TEXT SECTION
The Fanjul brothers were large shareholders and directors of the Southeast Banking Corporation before its takeover and liquidation by the U.S. Federal Deposit Insurance Corporation in 1991. In addition, they are the majority shareholders and directors of FAIC Securities, which was investigated by the United States Securities and Exchange Commission for regulatory violations.

==Cuban activities==

Over the years, the Fanjul brothers had made clear they intend to reclaim their lost properties and mansions in Cuba, and in early in 2014, Alfonso Fanjul announced "business considerations could be explored only if there are political and diplomatic advances" in Cuba. This brought a sharp response in Washington, D.C., from two of the U.S congressmen from Florida:

Congressman Mario Díaz-Balart (R-FL) released the following statement on reports of Cuban American businessman Alfonso Fanjul considering investing in Cuba and its sugar industry.

"I am outraged by reports that a fellow Cuban American, who has witnessed the atrocities inflicted by the Castro regime, has apparently chosen short-term profit over standing with the Cuban people in their struggle for freedom.

"Some might be blind to the Castro regime's brutality and ruthless oppression, but Alfonso Fanjul's betrayal is compounded because he knows better. He knows very well that any investments made with the Castro regime will not help the Ladies in White, Unión Patriótica de Cuba, the Orlando Zapata Tamayo National Civic Resistance and Civil Disobedience Front, or other pro-democracy groups, but rather, will go straight to the pockets of the Cuban people's jailers and continue to prop them up.

REQUEST
Duplicate the passage of the Fanjul brothers text from "Over the years, the" to "its sugar industry.".

RAW DATA
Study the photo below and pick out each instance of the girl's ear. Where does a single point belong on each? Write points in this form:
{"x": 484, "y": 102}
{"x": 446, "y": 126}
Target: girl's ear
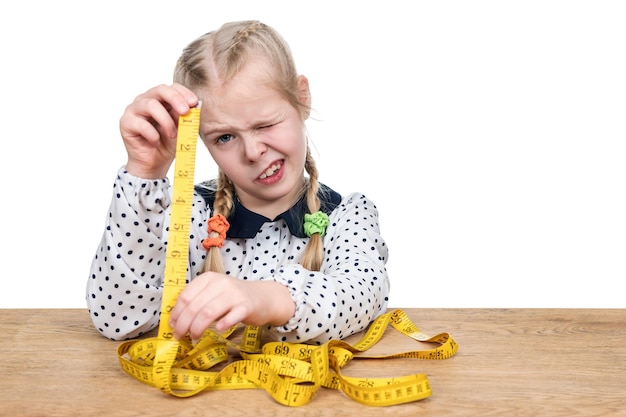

COMPLETE OUTPUT
Over the years, the Fanjul brothers had made clear they intend to reclaim their lost properties and mansions in Cuba, and in early in 2014, Alfonso Fanjul announced "business considerations could be explored only if there are political and diplomatic advances" in Cuba. This brought a sharp response in Washington, D.C., from two of the U.S congressmen from Florida:

Congressman Mario Díaz-Balart (R-FL) released the following statement on reports of Cuban American businessman Alfonso Fanjul considering investing in Cuba and its sugar industry.